Task brief: According to the glycolysis text, which enzyme converts dihydroxyacetone phosphate into glyceraldehyde 3 phosphate?

The first step in glycolysis is the conversion of glucose to glucose 6 phosphate by phosphorylation (The process of adding a phosphate group to a molecule derived from ATP) with the help of the enzyme hexokinase. For this reaction, it uses one molecule of ATP.
Step-2 Phosphoglucose Isomerase:
The second stage of glycolysis is isomerisation where glucose 6 phosphates are converted into fructose 6 phosphate by the activity of glucose [phosphate isomerase (Phosphoglucoisomerase). In this isomerisation process, 6 carbon membered ring is transformed into 5-membered rings. This reaction occurs because Fructose 6 Phosphate is readily cleavable.
Step 3 Phosphofructokinase:
In the third step of glycolysis Fructose, 6 phosphates are converted into fructose 1,5 bis phosphate by the phosphorylation process and ATP is used again in the process. Phosphofructokinase has been used as an enzyme and Mg+2 is used as a cofactor.
Step 4 Aldolase
Fructose 1,6 bisphosphate is cleaved into two sugar. These sugars are Dihydroxyacetone phosphate (DHAP) and glyceraldehyde 3 phosphate (GAP). They are isomers of each other and the enzyme aldolase participates in the breakdown of these sugars.
Step 5 Triose Phosphate Isomerase
The enzyme triose phosphate isomerase helps to convert the dihydroxyacetone phosphate into Glyceraldehyde 3 phosphate (GAP).
In the first stage of glycolysis, one molecule of glucose is converted into two molecules of Glyceraldehyde 3 phosphate. During the first stage of glycolysis, ATP does not use while 2 molecules of ATP consumes here for phosphorylation.
Stage-2 Energy Releasing Phase
During the second stage of glycolysis is two convert two molecules of Glyceraldehyde 3 Phosphate (GAP) are into pyruvate through a series of oxidative phosphorylation.
Step 6 Glyceraldehyde 3Phosphate Dehydrogenase:
This step undergoes two reactions: 1) Glyceraldehyde 3 Phosphate will be oxidized by the enzyme nicotinamide adenine dinucleotide. Glyceraldehyde 3 phosphate dehydrogenase allows the NAD to take hydrogen of the Glyceraldehyde [phosphate converting the NAD to NADH. 2) Glyceraldehyde 3 phosphate dehydrogenase adds a phosphate to form 1,3 bisphosphoglycerate, NADH and a hydrogen atom. NADH is a high-energy electron carrier, it can be used to generate ATP in cellular respiration.

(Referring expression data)
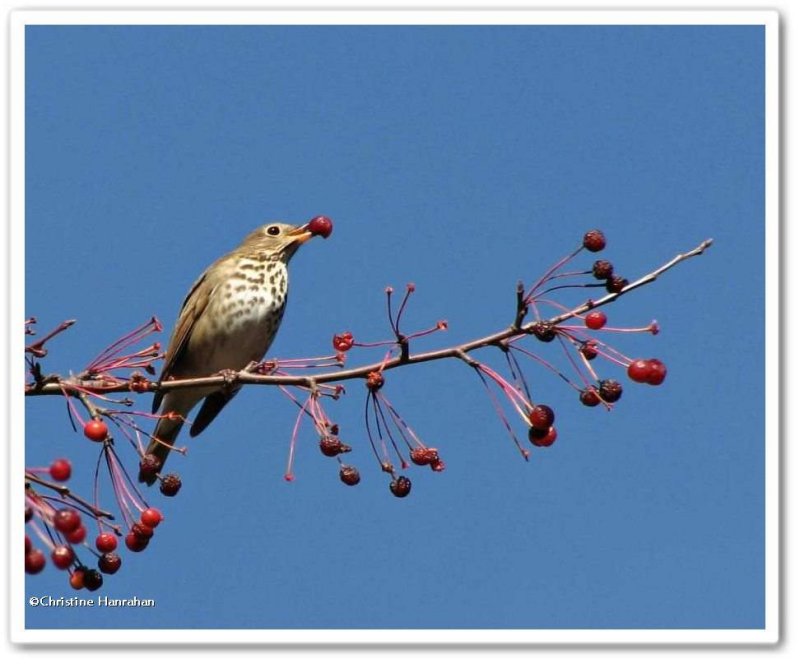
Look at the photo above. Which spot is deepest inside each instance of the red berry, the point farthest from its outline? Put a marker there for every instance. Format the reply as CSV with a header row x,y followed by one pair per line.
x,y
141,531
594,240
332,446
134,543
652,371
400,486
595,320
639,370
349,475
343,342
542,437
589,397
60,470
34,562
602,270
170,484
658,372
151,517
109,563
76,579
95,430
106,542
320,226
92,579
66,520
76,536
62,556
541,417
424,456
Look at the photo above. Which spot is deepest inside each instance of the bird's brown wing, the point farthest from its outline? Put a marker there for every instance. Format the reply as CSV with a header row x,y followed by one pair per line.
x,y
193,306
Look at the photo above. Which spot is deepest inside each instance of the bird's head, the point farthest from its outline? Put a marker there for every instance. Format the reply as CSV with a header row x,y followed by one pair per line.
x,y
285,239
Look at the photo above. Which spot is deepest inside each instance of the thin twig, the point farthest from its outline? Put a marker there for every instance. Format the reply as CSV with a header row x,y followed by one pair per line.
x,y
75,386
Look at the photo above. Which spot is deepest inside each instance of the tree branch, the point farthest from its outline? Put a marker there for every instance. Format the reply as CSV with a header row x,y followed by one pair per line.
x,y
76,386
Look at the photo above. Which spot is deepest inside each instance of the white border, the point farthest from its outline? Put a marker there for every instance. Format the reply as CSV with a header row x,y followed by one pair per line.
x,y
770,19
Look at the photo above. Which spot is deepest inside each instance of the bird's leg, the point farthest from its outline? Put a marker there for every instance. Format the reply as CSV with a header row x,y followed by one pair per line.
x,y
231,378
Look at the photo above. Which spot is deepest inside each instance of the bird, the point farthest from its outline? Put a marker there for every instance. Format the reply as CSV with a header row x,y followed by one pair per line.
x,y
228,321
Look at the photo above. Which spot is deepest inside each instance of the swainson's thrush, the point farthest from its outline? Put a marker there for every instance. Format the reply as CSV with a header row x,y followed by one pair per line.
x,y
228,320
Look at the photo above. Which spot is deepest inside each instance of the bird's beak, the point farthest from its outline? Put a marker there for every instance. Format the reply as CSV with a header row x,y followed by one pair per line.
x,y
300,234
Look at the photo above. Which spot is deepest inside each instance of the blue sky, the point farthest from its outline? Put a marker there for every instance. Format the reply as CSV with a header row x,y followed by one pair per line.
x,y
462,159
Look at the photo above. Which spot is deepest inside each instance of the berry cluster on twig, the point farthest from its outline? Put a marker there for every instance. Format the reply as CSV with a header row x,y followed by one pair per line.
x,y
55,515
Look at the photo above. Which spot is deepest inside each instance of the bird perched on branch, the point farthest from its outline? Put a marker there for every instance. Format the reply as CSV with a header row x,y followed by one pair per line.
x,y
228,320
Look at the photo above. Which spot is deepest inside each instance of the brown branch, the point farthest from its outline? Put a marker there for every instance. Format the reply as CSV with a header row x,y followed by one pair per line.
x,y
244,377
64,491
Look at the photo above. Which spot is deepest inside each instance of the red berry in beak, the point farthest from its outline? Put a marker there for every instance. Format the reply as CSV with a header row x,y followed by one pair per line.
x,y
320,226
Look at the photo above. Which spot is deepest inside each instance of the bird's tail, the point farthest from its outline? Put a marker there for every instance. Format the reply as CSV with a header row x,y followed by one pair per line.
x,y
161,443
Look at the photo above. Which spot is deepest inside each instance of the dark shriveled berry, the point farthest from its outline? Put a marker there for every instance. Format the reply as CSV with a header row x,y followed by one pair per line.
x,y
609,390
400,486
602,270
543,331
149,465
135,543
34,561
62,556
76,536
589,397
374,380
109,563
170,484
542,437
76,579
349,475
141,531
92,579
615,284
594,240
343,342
* * *
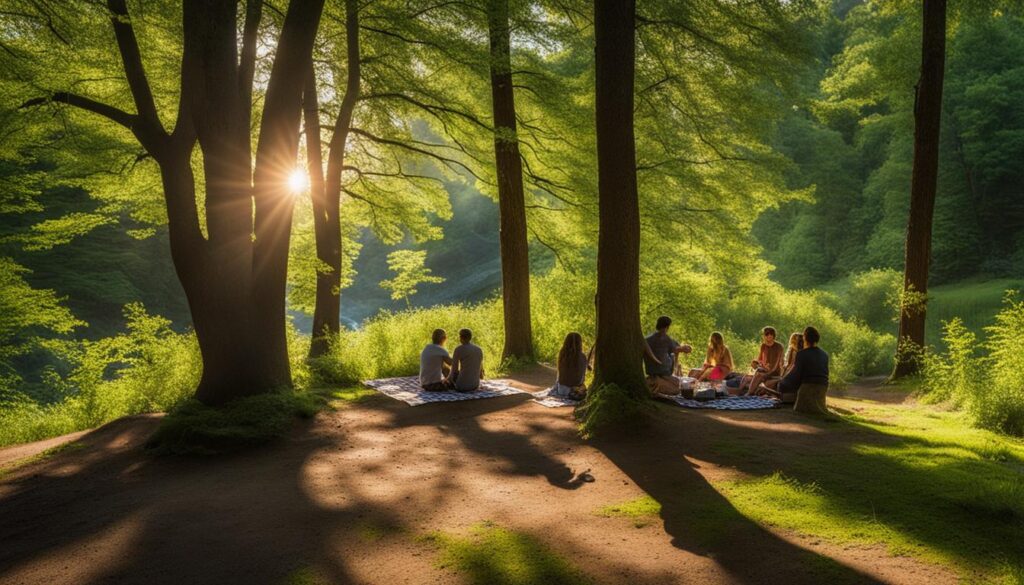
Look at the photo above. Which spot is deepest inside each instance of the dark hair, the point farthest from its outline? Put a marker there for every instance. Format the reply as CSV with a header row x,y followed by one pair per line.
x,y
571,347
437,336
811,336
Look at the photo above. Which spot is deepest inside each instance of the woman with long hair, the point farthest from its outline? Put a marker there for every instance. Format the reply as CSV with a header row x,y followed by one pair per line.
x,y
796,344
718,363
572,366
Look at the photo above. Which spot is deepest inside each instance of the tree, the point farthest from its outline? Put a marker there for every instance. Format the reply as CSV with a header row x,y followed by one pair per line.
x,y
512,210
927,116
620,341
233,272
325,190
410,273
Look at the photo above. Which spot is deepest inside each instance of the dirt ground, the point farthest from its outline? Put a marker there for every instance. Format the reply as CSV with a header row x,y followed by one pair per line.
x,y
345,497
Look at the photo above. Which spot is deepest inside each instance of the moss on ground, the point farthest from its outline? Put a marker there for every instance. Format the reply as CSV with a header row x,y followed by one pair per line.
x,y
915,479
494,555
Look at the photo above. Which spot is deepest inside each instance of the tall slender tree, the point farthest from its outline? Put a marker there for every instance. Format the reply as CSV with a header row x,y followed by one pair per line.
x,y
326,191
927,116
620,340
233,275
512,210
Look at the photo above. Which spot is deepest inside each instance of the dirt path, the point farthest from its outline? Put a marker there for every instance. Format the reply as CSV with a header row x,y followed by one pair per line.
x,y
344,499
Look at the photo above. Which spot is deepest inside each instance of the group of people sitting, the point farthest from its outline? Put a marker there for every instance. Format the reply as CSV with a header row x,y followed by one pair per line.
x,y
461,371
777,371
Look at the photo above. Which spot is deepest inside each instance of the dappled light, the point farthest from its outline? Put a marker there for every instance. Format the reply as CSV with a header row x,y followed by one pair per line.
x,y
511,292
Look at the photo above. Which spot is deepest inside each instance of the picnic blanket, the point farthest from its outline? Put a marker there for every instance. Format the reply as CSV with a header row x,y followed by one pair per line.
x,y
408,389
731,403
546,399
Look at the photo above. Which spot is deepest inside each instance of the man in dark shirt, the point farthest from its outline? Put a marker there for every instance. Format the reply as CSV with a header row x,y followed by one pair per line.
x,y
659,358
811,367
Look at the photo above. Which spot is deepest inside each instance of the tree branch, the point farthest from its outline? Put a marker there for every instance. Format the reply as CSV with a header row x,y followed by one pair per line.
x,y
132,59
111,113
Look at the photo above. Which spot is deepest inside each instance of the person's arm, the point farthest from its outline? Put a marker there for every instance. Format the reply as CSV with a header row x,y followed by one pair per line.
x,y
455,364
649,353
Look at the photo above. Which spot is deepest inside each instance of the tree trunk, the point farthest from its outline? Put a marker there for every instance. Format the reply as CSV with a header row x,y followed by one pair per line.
==
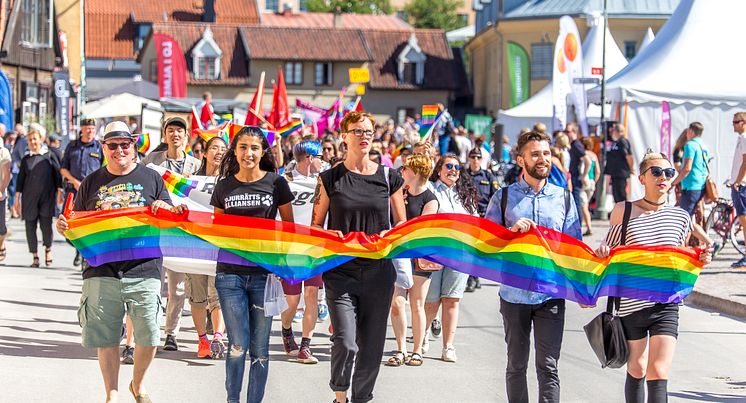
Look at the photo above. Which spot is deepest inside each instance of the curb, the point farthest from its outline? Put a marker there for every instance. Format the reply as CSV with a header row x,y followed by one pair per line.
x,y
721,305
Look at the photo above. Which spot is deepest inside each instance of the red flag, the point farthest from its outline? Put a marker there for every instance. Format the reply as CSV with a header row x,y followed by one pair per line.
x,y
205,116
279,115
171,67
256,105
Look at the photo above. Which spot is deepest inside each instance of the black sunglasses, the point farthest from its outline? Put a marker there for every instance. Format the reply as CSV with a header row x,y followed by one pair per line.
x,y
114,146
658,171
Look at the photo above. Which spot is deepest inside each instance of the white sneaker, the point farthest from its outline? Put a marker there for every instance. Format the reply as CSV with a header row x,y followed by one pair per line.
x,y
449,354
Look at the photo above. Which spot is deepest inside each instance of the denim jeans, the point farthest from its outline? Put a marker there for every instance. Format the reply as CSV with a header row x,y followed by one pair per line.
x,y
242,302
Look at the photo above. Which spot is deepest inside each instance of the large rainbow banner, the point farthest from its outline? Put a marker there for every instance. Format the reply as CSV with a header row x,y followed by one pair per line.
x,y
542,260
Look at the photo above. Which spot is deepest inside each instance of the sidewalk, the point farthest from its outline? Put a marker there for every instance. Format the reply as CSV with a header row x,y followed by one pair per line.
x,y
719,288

Reply to the task: Triose phosphate isomerase.